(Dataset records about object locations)
■ ■ ■ ■ ■ ■ ■

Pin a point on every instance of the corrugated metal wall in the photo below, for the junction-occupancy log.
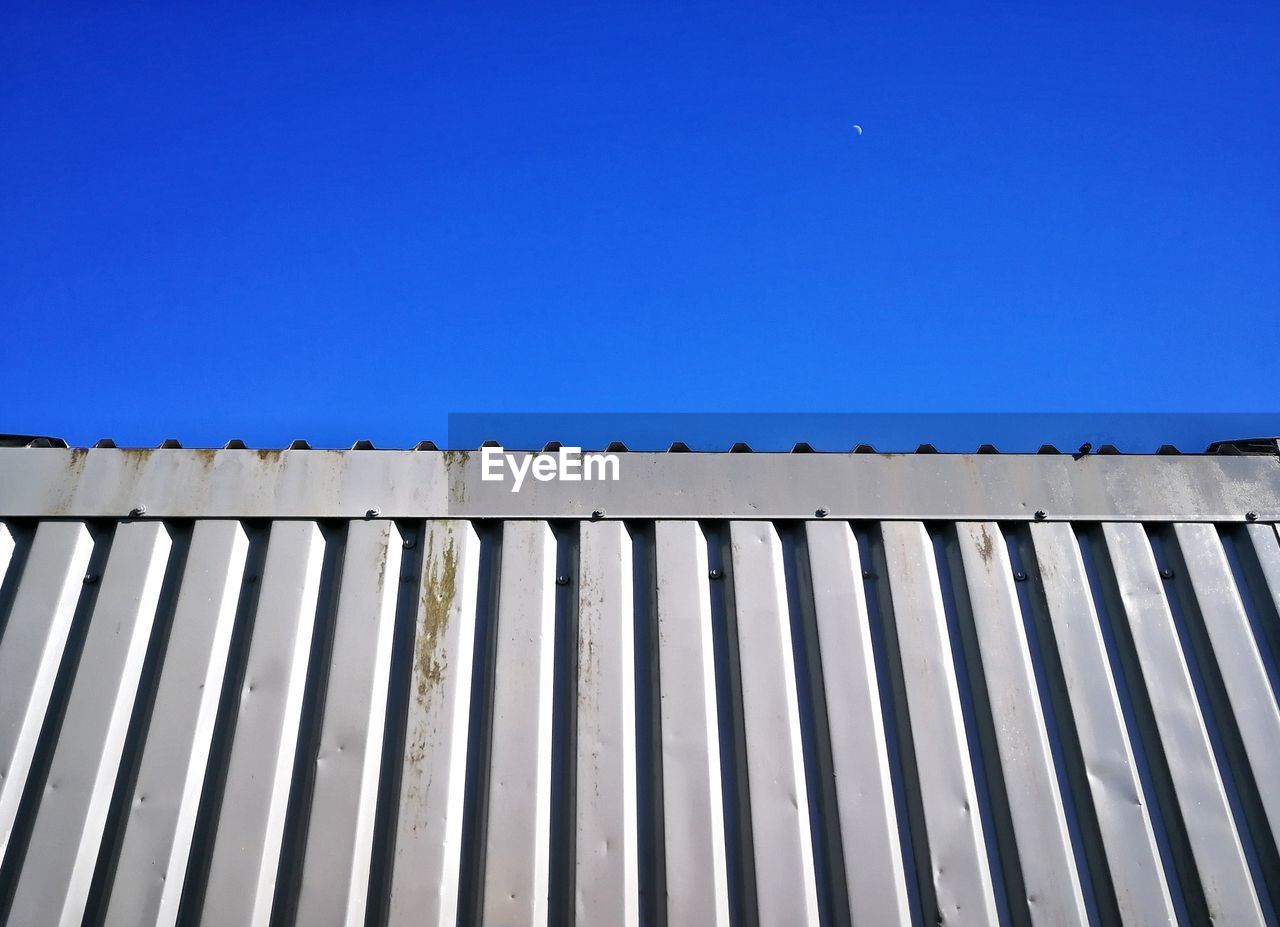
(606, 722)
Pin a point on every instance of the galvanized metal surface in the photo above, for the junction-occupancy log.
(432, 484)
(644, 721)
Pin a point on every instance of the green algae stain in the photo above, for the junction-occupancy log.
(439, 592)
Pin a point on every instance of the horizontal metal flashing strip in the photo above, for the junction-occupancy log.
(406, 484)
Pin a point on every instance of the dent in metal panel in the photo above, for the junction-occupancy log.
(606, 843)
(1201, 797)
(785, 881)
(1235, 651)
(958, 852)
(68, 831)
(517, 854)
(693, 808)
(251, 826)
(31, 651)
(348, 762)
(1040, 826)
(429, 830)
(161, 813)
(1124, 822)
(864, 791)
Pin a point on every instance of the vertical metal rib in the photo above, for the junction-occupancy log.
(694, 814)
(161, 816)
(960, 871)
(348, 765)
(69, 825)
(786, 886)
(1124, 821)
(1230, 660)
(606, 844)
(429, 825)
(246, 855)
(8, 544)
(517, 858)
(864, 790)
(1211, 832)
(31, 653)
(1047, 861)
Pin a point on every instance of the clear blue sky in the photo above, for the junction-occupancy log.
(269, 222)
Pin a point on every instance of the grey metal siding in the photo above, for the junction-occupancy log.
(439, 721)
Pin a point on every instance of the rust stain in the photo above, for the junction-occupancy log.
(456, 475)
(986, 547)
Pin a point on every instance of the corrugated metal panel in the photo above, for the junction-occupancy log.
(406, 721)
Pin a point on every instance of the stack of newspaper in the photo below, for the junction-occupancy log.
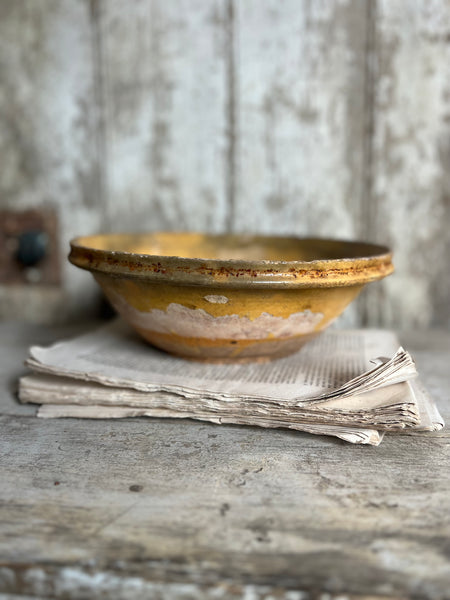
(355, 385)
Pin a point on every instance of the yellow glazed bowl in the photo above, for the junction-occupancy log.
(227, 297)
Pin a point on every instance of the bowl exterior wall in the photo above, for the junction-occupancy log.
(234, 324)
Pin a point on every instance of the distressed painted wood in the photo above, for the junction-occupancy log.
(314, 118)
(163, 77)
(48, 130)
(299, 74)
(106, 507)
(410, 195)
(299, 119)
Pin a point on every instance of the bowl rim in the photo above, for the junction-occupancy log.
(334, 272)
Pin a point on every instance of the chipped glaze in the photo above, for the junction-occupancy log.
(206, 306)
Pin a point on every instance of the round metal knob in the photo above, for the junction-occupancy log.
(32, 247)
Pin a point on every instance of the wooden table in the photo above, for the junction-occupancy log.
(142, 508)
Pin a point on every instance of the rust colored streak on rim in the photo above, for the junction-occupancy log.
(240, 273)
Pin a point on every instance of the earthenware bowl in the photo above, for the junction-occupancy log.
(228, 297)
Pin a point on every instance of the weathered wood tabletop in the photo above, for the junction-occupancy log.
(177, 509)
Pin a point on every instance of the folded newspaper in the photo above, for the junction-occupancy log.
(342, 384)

■ ■ ■ ■ ■ ■ ■

■ **REQUIREMENTS**
Rewrite the records above as a Markdown table with a "Row" column for the row number and a "Line" column for each line, skipping blank lines and leaving out the pictures.

■ **EXPECTED OUTPUT**
| Row | Line |
|---|---|
| 1 | Pin a point on every instance of the corrugated metal wall in the photo below, for the junction-occupancy log. |
| 2 | (606, 722) |
| 3 | Pin a point on every instance of the galvanized metal surface in the photo above, for the junction-occupancy log. |
| 4 | (432, 484) |
| 5 | (644, 721) |
| 6 | Pin a point on every instance of the green algae stain in the photo above, for the junction-occupancy log. |
| 7 | (439, 592) |
| 8 | Pin a point on every instance of the horizontal metal flashing strip in the photo above, for the junction-occupancy log. |
| 9 | (406, 484) |
| 10 | Pin a point on every instance of the dent in metal panel in the photo above, for the junction-occupancy log. |
| 11 | (606, 843) |
| 12 | (1201, 797) |
| 13 | (785, 881) |
| 14 | (1235, 651) |
| 15 | (958, 852) |
| 16 | (68, 831) |
| 17 | (517, 854) |
| 18 | (693, 808) |
| 19 | (251, 826) |
| 20 | (31, 651) |
| 21 | (348, 762) |
| 22 | (1040, 826) |
| 23 | (429, 830) |
| 24 | (161, 813) |
| 25 | (1124, 822) |
| 26 | (864, 791) |
| 27 | Pin a point on every instance of the vertical metal rib in the photo above, for the junction-occupancy log. |
| 28 | (694, 814) |
| 29 | (161, 816) |
| 30 | (960, 871) |
| 31 | (348, 765) |
| 32 | (69, 825) |
| 33 | (786, 886) |
| 34 | (1124, 821) |
| 35 | (1230, 660) |
| 36 | (606, 844) |
| 37 | (429, 825) |
| 38 | (246, 855) |
| 39 | (8, 544) |
| 40 | (517, 858) |
| 41 | (864, 790) |
| 42 | (1211, 832) |
| 43 | (31, 653) |
| 44 | (1047, 861) |
| 45 | Pin a point on every instance of the clear blue sky in the photo above, for the junction-occupancy log. |
| 46 | (269, 222) |
| 47 | Pin a point on every instance of the grey metal siding in the photo above, for the junction-occupancy log. |
| 48 | (439, 721) |
| 49 | Pin a point on every instance of the rust stain in the photo above, for the junction-occupancy log. |
| 50 | (456, 475) |
| 51 | (986, 547) |
| 52 | Pin a point on every instance of the corrugated metal panel in the photo above, for the junction-occupancy log. |
| 53 | (406, 721) |
| 54 | Pin a point on every instance of the stack of newspaper in the photo below, for the junction-occupancy log. |
| 55 | (355, 385) |
| 56 | Pin a point on every instance of the yellow glazed bowl in the photo above, for the junction-occupancy log. |
| 57 | (227, 297) |
| 58 | Pin a point on every instance of the bowl exterior wall in the photo above, for the junction-occupancy log. |
| 59 | (234, 324) |
| 60 | Pin a point on every instance of the distressed painted wood in the photo above, for the junction-occupancy log. |
| 61 | (314, 118) |
| 62 | (163, 77) |
| 63 | (48, 130) |
| 64 | (299, 74) |
| 65 | (106, 507) |
| 66 | (410, 195) |
| 67 | (299, 119) |
| 68 | Pin a point on every instance of the bowl rim in the photo above, for the junction-occupancy log. |
| 69 | (334, 272) |
| 70 | Pin a point on every instance of the chipped glaze in the photo above, for the junction-occupancy log. |
| 71 | (206, 306) |
| 72 | Pin a point on every instance of the round metal knob in the photo above, for the junction-occupancy log. |
| 73 | (32, 247) |
| 74 | Pin a point on every instance of the wooden table in the photo above, for the junction-occupancy log. |
| 75 | (142, 508) |
| 76 | Pin a point on every instance of the rust colored streak on rim in the photo above, for the junction-occupancy log. |
| 77 | (240, 273) |
| 78 | Pin a point on every instance of the earthenware bowl in the photo above, for the junction-occupancy log. |
| 79 | (228, 297) |
| 80 | Pin a point on every instance of the weathered wood tabletop in the photo above, for the junction-occupancy log. |
| 81 | (177, 509) |
| 82 | Pin a point on every instance of the folded newspaper in the photo above, for the junction-occupancy log. |
| 83 | (342, 384) |